- Task -
Reproduce verbatim the lines below, starting at the line that contains "Report the location of every instance of the upper" and continuing through the last line of the items.

- Input rows -
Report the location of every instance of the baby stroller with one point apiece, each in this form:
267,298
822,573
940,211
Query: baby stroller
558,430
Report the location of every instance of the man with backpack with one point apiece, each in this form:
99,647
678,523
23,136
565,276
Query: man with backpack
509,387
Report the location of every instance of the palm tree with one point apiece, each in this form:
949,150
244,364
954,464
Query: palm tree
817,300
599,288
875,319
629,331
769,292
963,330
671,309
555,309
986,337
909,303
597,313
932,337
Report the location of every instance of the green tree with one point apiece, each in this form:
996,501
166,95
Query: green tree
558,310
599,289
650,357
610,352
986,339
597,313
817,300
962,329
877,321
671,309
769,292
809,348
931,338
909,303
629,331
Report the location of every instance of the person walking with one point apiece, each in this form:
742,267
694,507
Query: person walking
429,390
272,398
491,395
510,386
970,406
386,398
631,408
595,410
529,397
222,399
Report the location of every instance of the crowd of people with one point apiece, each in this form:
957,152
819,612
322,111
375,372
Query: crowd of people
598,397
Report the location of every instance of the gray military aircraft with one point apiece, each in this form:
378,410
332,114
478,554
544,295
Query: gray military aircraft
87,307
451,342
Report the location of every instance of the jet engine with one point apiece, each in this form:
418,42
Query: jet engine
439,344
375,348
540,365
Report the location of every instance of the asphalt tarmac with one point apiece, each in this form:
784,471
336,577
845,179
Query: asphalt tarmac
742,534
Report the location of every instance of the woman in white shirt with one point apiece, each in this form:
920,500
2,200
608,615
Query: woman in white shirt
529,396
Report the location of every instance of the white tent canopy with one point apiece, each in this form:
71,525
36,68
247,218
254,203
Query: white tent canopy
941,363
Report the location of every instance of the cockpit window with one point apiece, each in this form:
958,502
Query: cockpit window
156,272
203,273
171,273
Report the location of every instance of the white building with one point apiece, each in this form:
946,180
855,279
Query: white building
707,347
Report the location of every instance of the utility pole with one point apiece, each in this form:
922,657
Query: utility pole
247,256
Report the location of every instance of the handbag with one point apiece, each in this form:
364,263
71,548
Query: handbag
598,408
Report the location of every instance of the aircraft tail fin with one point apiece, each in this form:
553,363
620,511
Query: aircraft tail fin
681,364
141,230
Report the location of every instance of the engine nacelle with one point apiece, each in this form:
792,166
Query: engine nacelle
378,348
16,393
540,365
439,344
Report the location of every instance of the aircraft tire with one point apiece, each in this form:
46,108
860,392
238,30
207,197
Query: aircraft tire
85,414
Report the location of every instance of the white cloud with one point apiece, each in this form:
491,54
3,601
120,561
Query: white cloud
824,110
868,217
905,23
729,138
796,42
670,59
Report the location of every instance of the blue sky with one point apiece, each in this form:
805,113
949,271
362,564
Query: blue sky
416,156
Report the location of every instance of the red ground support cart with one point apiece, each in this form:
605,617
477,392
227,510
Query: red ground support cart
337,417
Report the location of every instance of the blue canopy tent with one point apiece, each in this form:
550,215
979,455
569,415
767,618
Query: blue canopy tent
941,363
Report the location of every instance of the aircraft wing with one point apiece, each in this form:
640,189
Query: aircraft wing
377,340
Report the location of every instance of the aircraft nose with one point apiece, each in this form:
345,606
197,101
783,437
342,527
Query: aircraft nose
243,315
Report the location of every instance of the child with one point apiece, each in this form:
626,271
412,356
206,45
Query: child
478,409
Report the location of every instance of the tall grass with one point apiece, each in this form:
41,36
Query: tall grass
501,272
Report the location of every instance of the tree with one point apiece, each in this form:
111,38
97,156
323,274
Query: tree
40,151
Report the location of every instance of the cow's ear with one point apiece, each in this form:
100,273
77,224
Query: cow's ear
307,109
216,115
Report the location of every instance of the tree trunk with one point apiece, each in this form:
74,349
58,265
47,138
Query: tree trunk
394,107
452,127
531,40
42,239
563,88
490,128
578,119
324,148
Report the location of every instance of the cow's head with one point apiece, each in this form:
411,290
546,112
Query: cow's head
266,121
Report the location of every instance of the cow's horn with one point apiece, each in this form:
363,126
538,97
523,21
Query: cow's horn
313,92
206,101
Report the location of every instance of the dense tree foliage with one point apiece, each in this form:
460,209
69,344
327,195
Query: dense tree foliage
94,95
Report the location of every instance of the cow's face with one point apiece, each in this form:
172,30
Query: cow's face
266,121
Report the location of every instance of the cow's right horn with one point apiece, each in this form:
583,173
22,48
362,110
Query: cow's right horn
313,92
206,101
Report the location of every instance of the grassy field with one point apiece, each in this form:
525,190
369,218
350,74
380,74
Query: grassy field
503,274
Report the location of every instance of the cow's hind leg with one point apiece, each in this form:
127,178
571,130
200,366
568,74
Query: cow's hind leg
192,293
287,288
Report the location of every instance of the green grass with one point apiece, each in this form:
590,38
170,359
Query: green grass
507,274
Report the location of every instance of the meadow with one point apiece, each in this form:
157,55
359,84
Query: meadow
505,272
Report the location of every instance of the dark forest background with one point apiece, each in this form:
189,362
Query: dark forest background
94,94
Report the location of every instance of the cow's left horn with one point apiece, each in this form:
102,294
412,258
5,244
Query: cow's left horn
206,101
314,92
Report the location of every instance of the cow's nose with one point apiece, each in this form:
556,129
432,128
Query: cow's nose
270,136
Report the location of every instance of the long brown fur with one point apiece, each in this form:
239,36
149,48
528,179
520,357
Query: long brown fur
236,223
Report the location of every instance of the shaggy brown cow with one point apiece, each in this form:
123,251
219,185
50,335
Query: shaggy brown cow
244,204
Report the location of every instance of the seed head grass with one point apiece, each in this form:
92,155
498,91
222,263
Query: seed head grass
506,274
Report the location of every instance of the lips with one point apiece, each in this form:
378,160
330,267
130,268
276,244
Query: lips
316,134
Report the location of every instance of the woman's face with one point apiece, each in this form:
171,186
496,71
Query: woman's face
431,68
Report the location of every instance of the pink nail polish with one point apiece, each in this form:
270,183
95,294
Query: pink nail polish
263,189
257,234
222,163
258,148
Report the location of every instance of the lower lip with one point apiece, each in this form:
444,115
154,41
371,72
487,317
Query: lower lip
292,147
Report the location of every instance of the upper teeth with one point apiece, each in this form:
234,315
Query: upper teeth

- Expected answer -
Report the location of every instance of the upper teeth with one point apiece, each in this form:
234,315
Query: upper teeth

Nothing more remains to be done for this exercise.